The Road to the Pearl of Africa

The Road to the Pearl of Africa

Emmanuel Ukpong

Every journey comes with two layers of worries – planning the trip and the dread of expectations. Thankfully, I didn’t need to worry my head about the logistics of setting off to East Africa. Which allowed me to build up a mental picture of the journey ahead. The pictures raced through my mind like movie frames. A blend of the classic East Africa of statesmen and brutal dictators. Stories of plunder and civil strives.Modern nations propped up by incomes from safari tourism and World Bank grants. But I also needed some focus: I wasn’t really going to East Africa – it is a region, not a country. But then you already knew that. I was going to Uganda via Rwanda. Whether you are thinking historical or contemporary, the names Uganda and Rwanda must ring a certain tone of bell. They should give you the butterflies.

I was in such contemplative mode when word came that we would be flying Rwandair. That brought loads of relief. Yes, relief just thinking about flying the Rwandan national carrier. Remi Awolaiye, my travel partner, and I had no liberties to pick our carrier. If we did, Rwandair would have probably been our choice. Ethiopian and Kenya Airways regional powerhouses and are already pretty well known. They offer extensive and decent coverage of the entire East Africa with stops in their respective capitals, but Rwandair holds a certain fascination. We had heard so much about the airline. We had seen pictures of those gleaming jets. We had seen them flying the flag of a country that has now fully recovered from a genocide that took 800, 000 lives in 1994. We had seen and heard all that. Now we wanted to have a feel of it. Be a part of the experience.

And Rwandair did not disappoint. For our trip to Entebbe, the airline rolled out a modern high technology Airbus A330-300, unmistakably the star of their fleet. Boarding was promptly announced on Murtala Muhammed International Airport’s PA system, which is badly in need of a fix. Or is it the announcers who are doing a terrible job? But we managed to decipher the boarding call. Still in mint condition, the A330 promptly released its waiting charms as we boarded: the sweet smell of fresh leather, ample leg room, clean audio-visual systems, squeaky clean paneling, nearly everything I had envisaged. There was something relaxing and reassuring as passengers piled in in their dozens.

__Source material__.
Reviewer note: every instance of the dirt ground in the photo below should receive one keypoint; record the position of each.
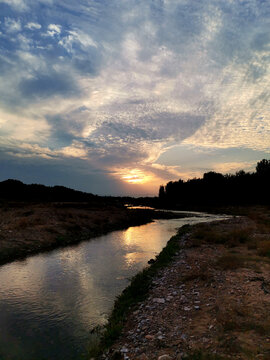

__Job A__.
Answer these from the travel essay about the trip to Uganda:
(i) Through which country was the writer traveling to reach Uganda?
(ii) Who was the writer's travel partner?
(iii) What aircraft did Rwandair use for the trip to Entebbe?
__Job B__.
Resume the travel essay about flying Rwandair to Uganda, picking up right after its final sentence.

__Task response A__.
(i) Rwanda
(ii) Remi Awolaiye
(iii) An Airbus A330-300

__Task response B__.
As we took our seats on the double-aisle jet, I did a quick mental sum for the load factor. I concluded that it was a minimum of 70 per cent. Impressive. Passengers love glittering new machines. Nigerian passengers in particular. Rwandair management understood this critical aspect of passenger psychology when they launched their Kigali-Lagos service in 2011. It was a bold bid for a large slice of the African market and its 13th destination. The airline has not looked back since. In fact, a month earlier (April 2018), it had announced a new Kigali-Abuja service.

Thus we settled down for the four hour flight to Kigali, our layover before Entebbe. As we entered Rwandan airspace – you could tell on your inflight entertainment screen – I struggled to turn my mind off its horrible past and on to its present triumphs and the promise of its future. It was quite a struggle. You know what I mean if you have seen the movie Hotel Rwanda. Thankfully, the triumphs have been tremendous, as my pre departure checks had revealed. President Paul Kagame pulled the country from the brink and has since held it together. Virtually all studies I have seen say Rwanda is one of the safest places to visit. With a population of 12 million, its GDP was in excess of $10 billion in 2017. Rating agencies cite Rwanda as an economic model in Africa.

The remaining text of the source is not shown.